### [TASK REQUIREMENTS]
For the records below, print the lines from the line with "Target: orange and white striped post" through the line with "Reviewer note: every instance of the curving" exactly as written; include both end lines and exclude the rest.

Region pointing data
== Segment start ==
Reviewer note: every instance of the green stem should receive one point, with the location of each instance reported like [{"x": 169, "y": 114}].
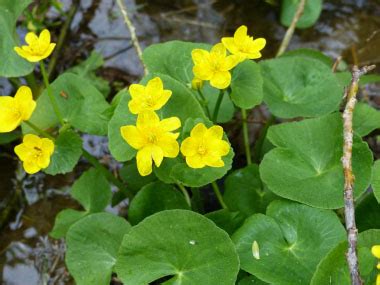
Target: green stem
[
  {"x": 39, "y": 131},
  {"x": 51, "y": 96},
  {"x": 217, "y": 105},
  {"x": 219, "y": 196},
  {"x": 185, "y": 193},
  {"x": 246, "y": 137},
  {"x": 94, "y": 161}
]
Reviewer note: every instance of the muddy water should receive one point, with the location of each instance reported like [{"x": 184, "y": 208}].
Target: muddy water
[{"x": 28, "y": 204}]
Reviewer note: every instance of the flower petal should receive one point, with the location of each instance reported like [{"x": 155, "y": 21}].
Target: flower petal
[
  {"x": 132, "y": 136},
  {"x": 144, "y": 161},
  {"x": 195, "y": 161},
  {"x": 221, "y": 79}
]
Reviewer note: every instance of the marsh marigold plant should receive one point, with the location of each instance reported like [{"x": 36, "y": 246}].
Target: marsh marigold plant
[
  {"x": 153, "y": 138},
  {"x": 14, "y": 110},
  {"x": 35, "y": 152},
  {"x": 214, "y": 66},
  {"x": 151, "y": 97},
  {"x": 244, "y": 45},
  {"x": 205, "y": 147},
  {"x": 37, "y": 48}
]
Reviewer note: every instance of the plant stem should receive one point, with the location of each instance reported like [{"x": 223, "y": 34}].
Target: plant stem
[
  {"x": 349, "y": 206},
  {"x": 246, "y": 137},
  {"x": 219, "y": 196},
  {"x": 185, "y": 193},
  {"x": 51, "y": 96},
  {"x": 292, "y": 27},
  {"x": 217, "y": 105},
  {"x": 39, "y": 131},
  {"x": 111, "y": 178}
]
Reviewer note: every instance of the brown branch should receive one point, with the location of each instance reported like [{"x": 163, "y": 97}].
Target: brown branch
[
  {"x": 349, "y": 207},
  {"x": 289, "y": 33}
]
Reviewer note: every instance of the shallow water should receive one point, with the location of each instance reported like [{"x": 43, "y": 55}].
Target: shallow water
[{"x": 29, "y": 204}]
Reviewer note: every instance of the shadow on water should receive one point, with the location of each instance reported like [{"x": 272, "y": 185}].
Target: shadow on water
[{"x": 29, "y": 203}]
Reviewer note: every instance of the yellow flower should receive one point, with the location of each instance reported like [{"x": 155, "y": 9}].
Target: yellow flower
[
  {"x": 14, "y": 110},
  {"x": 153, "y": 139},
  {"x": 148, "y": 98},
  {"x": 214, "y": 65},
  {"x": 243, "y": 45},
  {"x": 35, "y": 153},
  {"x": 38, "y": 48},
  {"x": 205, "y": 147}
]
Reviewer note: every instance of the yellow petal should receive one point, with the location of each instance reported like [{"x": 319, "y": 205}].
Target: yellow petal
[
  {"x": 376, "y": 251},
  {"x": 132, "y": 136},
  {"x": 47, "y": 146},
  {"x": 157, "y": 155},
  {"x": 241, "y": 33},
  {"x": 198, "y": 131},
  {"x": 219, "y": 49},
  {"x": 170, "y": 124},
  {"x": 195, "y": 161},
  {"x": 169, "y": 146},
  {"x": 189, "y": 147},
  {"x": 199, "y": 56},
  {"x": 144, "y": 161},
  {"x": 31, "y": 38},
  {"x": 32, "y": 141},
  {"x": 10, "y": 118},
  {"x": 147, "y": 119},
  {"x": 221, "y": 79},
  {"x": 24, "y": 99},
  {"x": 31, "y": 167}
]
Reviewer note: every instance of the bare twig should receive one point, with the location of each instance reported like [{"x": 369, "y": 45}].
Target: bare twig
[
  {"x": 349, "y": 207},
  {"x": 292, "y": 27},
  {"x": 132, "y": 31}
]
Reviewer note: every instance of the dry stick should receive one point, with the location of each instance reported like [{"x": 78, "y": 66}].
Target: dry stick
[
  {"x": 290, "y": 31},
  {"x": 132, "y": 30},
  {"x": 349, "y": 207}
]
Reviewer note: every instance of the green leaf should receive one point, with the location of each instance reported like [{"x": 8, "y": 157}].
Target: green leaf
[
  {"x": 92, "y": 246},
  {"x": 177, "y": 243},
  {"x": 309, "y": 16},
  {"x": 333, "y": 269},
  {"x": 287, "y": 236},
  {"x": 79, "y": 102},
  {"x": 306, "y": 164},
  {"x": 153, "y": 198},
  {"x": 175, "y": 107},
  {"x": 86, "y": 70},
  {"x": 366, "y": 119},
  {"x": 297, "y": 86},
  {"x": 12, "y": 65},
  {"x": 67, "y": 151},
  {"x": 376, "y": 180},
  {"x": 247, "y": 85},
  {"x": 245, "y": 193},
  {"x": 226, "y": 220},
  {"x": 176, "y": 170}
]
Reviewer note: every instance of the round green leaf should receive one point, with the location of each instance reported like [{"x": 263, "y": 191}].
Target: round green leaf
[
  {"x": 79, "y": 102},
  {"x": 179, "y": 244},
  {"x": 333, "y": 269},
  {"x": 296, "y": 86},
  {"x": 287, "y": 236},
  {"x": 306, "y": 164},
  {"x": 376, "y": 179},
  {"x": 153, "y": 198},
  {"x": 12, "y": 65},
  {"x": 247, "y": 85},
  {"x": 309, "y": 16},
  {"x": 92, "y": 246},
  {"x": 245, "y": 193},
  {"x": 67, "y": 151}
]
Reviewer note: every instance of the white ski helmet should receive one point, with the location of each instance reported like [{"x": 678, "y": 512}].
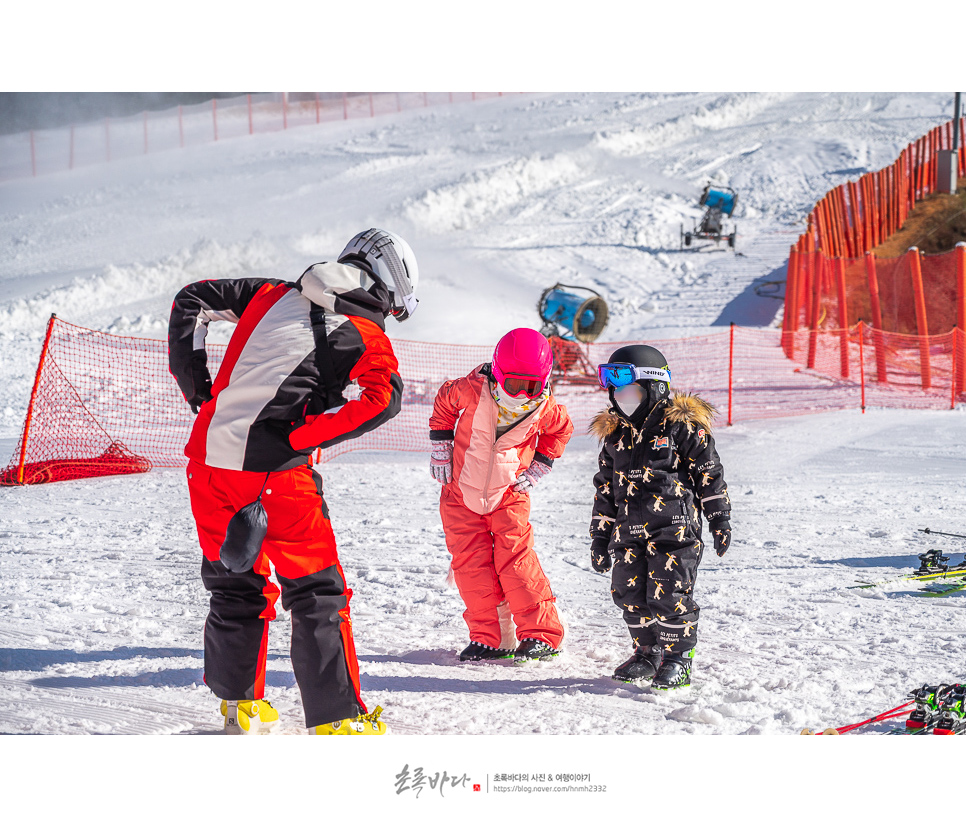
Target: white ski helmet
[{"x": 391, "y": 259}]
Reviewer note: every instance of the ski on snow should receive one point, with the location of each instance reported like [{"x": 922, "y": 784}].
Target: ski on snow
[
  {"x": 938, "y": 710},
  {"x": 933, "y": 566}
]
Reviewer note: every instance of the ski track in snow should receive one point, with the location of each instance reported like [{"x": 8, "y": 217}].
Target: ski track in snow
[{"x": 101, "y": 602}]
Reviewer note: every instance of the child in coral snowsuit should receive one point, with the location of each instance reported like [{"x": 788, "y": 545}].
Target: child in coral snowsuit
[{"x": 490, "y": 447}]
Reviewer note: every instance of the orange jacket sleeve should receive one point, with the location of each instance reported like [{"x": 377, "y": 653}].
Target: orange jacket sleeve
[
  {"x": 451, "y": 399},
  {"x": 377, "y": 373},
  {"x": 555, "y": 432}
]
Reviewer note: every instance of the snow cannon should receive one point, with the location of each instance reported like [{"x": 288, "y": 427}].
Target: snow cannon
[
  {"x": 719, "y": 198},
  {"x": 719, "y": 201},
  {"x": 572, "y": 317},
  {"x": 576, "y": 314}
]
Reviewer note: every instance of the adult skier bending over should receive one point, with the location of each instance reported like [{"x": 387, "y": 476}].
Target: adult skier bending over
[
  {"x": 278, "y": 396},
  {"x": 658, "y": 469}
]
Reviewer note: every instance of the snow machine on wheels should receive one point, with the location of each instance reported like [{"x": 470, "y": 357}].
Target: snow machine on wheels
[
  {"x": 719, "y": 202},
  {"x": 572, "y": 317}
]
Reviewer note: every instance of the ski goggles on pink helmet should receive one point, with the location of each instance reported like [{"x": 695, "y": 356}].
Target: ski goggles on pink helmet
[
  {"x": 522, "y": 362},
  {"x": 619, "y": 374}
]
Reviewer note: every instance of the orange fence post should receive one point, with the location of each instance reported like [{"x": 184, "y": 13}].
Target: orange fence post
[
  {"x": 880, "y": 357},
  {"x": 960, "y": 315},
  {"x": 731, "y": 371},
  {"x": 922, "y": 326},
  {"x": 790, "y": 317},
  {"x": 819, "y": 261},
  {"x": 33, "y": 398},
  {"x": 843, "y": 318}
]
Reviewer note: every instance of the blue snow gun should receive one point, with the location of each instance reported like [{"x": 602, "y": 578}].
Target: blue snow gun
[
  {"x": 719, "y": 202},
  {"x": 575, "y": 316},
  {"x": 724, "y": 201}
]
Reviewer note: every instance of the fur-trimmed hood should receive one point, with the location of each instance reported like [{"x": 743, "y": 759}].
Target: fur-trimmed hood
[{"x": 689, "y": 409}]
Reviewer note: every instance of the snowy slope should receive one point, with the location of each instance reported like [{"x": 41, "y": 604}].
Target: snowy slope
[{"x": 101, "y": 605}]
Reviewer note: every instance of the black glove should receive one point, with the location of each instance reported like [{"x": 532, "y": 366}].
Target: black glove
[
  {"x": 600, "y": 558},
  {"x": 201, "y": 378},
  {"x": 721, "y": 532}
]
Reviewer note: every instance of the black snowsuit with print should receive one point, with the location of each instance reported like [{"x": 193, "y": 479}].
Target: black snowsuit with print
[{"x": 653, "y": 481}]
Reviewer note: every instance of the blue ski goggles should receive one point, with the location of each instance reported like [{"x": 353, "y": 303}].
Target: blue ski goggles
[{"x": 619, "y": 374}]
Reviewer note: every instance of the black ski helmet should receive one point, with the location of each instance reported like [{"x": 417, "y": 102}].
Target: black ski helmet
[{"x": 655, "y": 390}]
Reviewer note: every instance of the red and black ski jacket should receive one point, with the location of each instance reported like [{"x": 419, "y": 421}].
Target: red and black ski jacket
[{"x": 281, "y": 390}]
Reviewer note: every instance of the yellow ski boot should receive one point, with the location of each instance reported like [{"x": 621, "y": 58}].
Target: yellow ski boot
[
  {"x": 363, "y": 725},
  {"x": 243, "y": 716}
]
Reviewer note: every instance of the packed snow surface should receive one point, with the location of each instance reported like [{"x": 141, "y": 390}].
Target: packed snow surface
[{"x": 102, "y": 606}]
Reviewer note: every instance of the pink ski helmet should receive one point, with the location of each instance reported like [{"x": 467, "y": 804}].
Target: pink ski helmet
[{"x": 522, "y": 362}]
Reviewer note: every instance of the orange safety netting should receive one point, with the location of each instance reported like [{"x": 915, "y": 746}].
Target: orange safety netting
[
  {"x": 105, "y": 404},
  {"x": 835, "y": 281}
]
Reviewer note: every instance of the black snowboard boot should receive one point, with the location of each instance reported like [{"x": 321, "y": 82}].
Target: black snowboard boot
[
  {"x": 675, "y": 671},
  {"x": 480, "y": 651},
  {"x": 642, "y": 666},
  {"x": 531, "y": 649}
]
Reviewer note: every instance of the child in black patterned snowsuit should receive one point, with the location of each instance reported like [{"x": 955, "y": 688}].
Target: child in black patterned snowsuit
[{"x": 658, "y": 470}]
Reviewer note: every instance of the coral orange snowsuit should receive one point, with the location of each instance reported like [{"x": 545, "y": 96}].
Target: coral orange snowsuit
[{"x": 486, "y": 523}]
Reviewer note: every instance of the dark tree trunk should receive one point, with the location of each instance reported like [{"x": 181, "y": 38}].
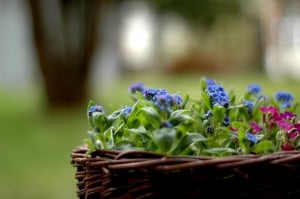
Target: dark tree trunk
[{"x": 65, "y": 36}]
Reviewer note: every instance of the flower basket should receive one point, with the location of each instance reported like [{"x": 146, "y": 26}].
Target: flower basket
[
  {"x": 257, "y": 157},
  {"x": 136, "y": 174}
]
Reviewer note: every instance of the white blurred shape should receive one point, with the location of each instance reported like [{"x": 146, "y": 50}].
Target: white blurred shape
[{"x": 138, "y": 32}]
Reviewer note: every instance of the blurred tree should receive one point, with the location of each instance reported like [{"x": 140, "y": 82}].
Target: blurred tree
[
  {"x": 65, "y": 37},
  {"x": 203, "y": 12}
]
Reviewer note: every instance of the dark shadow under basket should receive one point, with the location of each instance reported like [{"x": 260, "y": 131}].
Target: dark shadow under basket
[{"x": 136, "y": 174}]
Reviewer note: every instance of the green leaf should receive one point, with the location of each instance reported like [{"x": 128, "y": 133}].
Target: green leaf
[
  {"x": 186, "y": 141},
  {"x": 164, "y": 139},
  {"x": 180, "y": 116},
  {"x": 220, "y": 151},
  {"x": 263, "y": 147}
]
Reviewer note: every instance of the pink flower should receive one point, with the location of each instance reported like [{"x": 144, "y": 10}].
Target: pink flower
[
  {"x": 255, "y": 127},
  {"x": 287, "y": 147},
  {"x": 288, "y": 115},
  {"x": 285, "y": 125}
]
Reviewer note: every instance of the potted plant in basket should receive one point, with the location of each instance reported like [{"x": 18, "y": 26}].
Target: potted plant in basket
[{"x": 146, "y": 149}]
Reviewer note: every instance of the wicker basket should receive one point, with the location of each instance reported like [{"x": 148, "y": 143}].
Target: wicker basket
[{"x": 136, "y": 174}]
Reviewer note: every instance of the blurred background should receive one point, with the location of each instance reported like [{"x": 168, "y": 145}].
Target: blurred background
[{"x": 57, "y": 55}]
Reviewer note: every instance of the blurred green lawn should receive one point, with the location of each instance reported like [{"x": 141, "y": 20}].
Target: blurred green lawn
[{"x": 36, "y": 144}]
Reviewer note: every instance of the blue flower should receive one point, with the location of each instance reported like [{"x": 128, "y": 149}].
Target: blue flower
[
  {"x": 249, "y": 105},
  {"x": 126, "y": 110},
  {"x": 226, "y": 121},
  {"x": 218, "y": 95},
  {"x": 252, "y": 138},
  {"x": 254, "y": 89},
  {"x": 166, "y": 101},
  {"x": 95, "y": 108},
  {"x": 208, "y": 114},
  {"x": 152, "y": 93},
  {"x": 210, "y": 82},
  {"x": 137, "y": 87},
  {"x": 284, "y": 98}
]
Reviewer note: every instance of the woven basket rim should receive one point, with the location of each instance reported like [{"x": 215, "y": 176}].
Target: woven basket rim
[{"x": 115, "y": 159}]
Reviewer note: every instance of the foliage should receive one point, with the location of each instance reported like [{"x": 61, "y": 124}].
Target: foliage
[{"x": 218, "y": 124}]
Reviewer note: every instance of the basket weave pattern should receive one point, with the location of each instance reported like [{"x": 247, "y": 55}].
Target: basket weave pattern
[{"x": 137, "y": 174}]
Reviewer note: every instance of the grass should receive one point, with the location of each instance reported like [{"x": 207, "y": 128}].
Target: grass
[{"x": 35, "y": 146}]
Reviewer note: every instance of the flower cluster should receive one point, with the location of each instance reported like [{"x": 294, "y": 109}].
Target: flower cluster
[{"x": 218, "y": 123}]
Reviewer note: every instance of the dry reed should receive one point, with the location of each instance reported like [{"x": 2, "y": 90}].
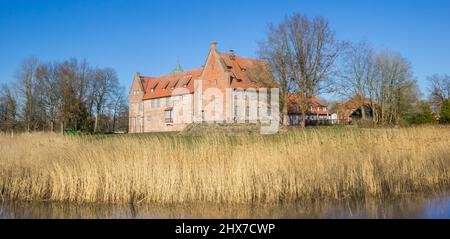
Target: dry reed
[{"x": 297, "y": 165}]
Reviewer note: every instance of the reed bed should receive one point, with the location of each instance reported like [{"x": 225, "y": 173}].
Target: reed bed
[{"x": 327, "y": 163}]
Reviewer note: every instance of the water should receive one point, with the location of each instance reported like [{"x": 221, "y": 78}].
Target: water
[{"x": 437, "y": 206}]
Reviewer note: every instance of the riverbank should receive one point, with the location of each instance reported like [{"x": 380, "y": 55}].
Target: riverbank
[{"x": 323, "y": 163}]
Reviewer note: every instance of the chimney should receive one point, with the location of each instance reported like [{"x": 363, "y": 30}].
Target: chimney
[
  {"x": 213, "y": 45},
  {"x": 232, "y": 54}
]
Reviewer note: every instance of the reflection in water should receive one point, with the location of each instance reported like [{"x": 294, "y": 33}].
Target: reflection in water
[{"x": 408, "y": 207}]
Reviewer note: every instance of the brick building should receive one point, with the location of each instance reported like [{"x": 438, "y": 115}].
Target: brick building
[{"x": 221, "y": 90}]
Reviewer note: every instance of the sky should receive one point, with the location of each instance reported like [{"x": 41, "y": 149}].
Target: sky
[{"x": 148, "y": 36}]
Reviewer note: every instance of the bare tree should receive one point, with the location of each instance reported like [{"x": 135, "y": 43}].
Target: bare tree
[
  {"x": 8, "y": 109},
  {"x": 276, "y": 52},
  {"x": 358, "y": 71},
  {"x": 49, "y": 86},
  {"x": 391, "y": 86},
  {"x": 27, "y": 82},
  {"x": 105, "y": 82},
  {"x": 440, "y": 90}
]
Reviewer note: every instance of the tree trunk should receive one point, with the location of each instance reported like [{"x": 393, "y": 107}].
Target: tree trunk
[
  {"x": 62, "y": 127},
  {"x": 284, "y": 110},
  {"x": 96, "y": 123},
  {"x": 303, "y": 121}
]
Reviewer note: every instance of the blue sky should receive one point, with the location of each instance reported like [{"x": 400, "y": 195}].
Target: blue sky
[{"x": 148, "y": 36}]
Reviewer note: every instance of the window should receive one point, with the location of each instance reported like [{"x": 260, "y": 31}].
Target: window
[
  {"x": 168, "y": 101},
  {"x": 168, "y": 116},
  {"x": 155, "y": 103},
  {"x": 138, "y": 124},
  {"x": 247, "y": 112},
  {"x": 236, "y": 112}
]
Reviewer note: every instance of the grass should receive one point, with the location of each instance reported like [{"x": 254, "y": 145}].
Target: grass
[{"x": 323, "y": 163}]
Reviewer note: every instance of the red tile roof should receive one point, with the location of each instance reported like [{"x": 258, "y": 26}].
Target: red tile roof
[
  {"x": 163, "y": 86},
  {"x": 238, "y": 67},
  {"x": 314, "y": 103}
]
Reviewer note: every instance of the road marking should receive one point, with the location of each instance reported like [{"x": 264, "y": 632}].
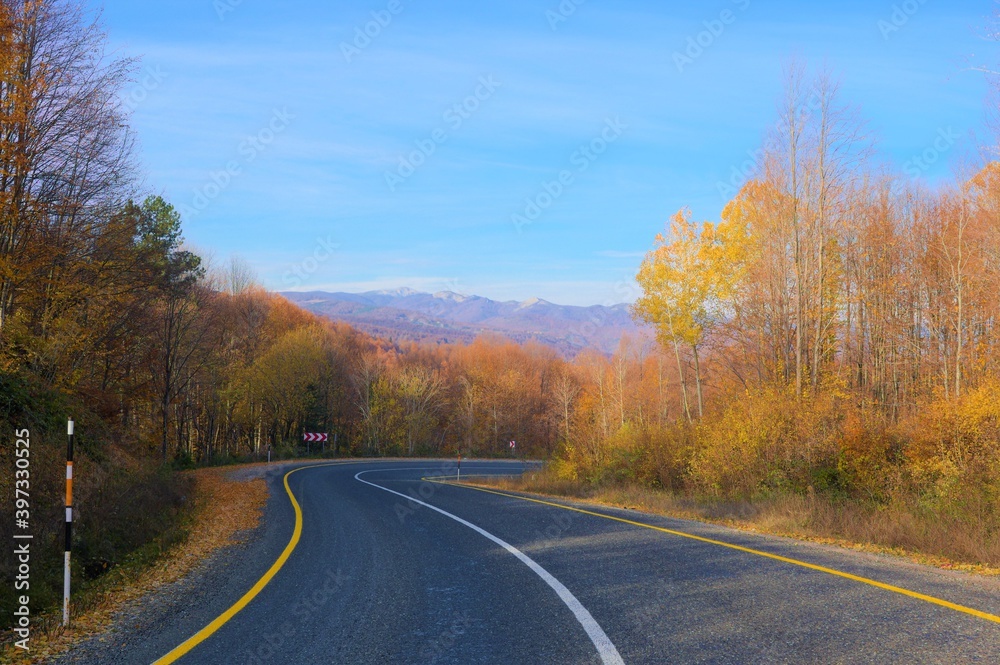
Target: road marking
[
  {"x": 605, "y": 648},
  {"x": 777, "y": 557},
  {"x": 221, "y": 620}
]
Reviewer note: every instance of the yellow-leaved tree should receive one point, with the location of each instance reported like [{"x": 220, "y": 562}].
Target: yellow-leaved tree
[{"x": 689, "y": 280}]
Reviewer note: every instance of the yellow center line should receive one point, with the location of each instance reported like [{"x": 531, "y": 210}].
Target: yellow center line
[
  {"x": 823, "y": 569},
  {"x": 221, "y": 620}
]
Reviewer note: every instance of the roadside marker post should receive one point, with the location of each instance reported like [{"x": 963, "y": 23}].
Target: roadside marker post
[{"x": 69, "y": 520}]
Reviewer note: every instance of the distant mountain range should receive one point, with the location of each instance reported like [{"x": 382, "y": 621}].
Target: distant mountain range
[{"x": 405, "y": 314}]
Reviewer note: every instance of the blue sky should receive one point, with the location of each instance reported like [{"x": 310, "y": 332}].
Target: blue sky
[{"x": 275, "y": 140}]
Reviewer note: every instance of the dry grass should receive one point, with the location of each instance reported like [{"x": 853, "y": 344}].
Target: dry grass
[
  {"x": 223, "y": 508},
  {"x": 898, "y": 530}
]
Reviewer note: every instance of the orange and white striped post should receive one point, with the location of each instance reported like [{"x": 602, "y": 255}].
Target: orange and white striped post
[{"x": 69, "y": 520}]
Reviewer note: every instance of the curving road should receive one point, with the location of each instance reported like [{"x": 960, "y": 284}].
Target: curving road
[{"x": 380, "y": 566}]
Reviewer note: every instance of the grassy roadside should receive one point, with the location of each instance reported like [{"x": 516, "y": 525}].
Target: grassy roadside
[
  {"x": 893, "y": 530},
  {"x": 222, "y": 508}
]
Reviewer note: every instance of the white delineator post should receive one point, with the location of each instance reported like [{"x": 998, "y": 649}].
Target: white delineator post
[{"x": 69, "y": 520}]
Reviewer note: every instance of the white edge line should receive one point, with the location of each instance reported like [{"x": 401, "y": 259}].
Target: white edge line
[{"x": 605, "y": 647}]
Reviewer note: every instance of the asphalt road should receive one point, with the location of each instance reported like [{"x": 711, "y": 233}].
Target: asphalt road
[{"x": 459, "y": 575}]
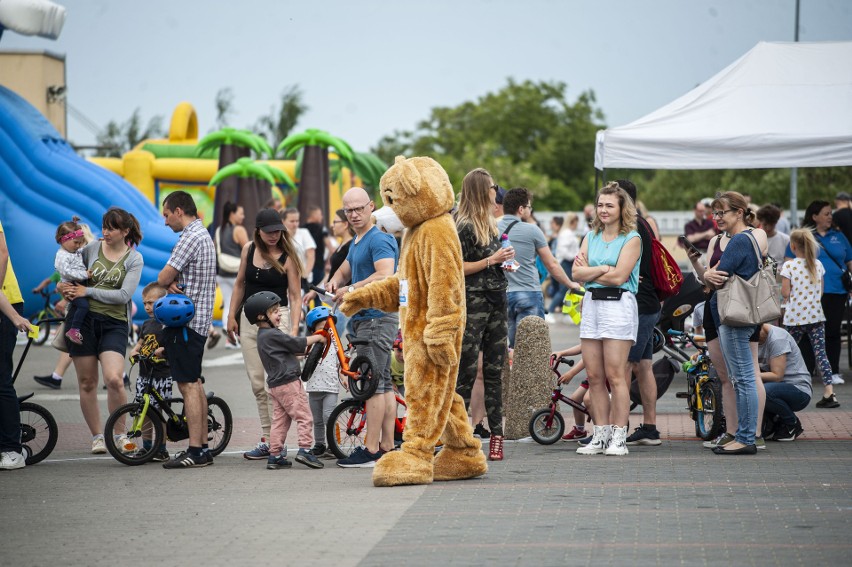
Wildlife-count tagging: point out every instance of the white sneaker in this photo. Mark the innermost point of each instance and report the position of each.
(599, 442)
(618, 442)
(10, 460)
== Segment end ==
### [THE COMPLETED TASK]
Target: orange and white striped post
[{"x": 69, "y": 520}]
Reviewer note: every instance of the curving road should receive one point, with the location of each instance reported like [{"x": 960, "y": 284}].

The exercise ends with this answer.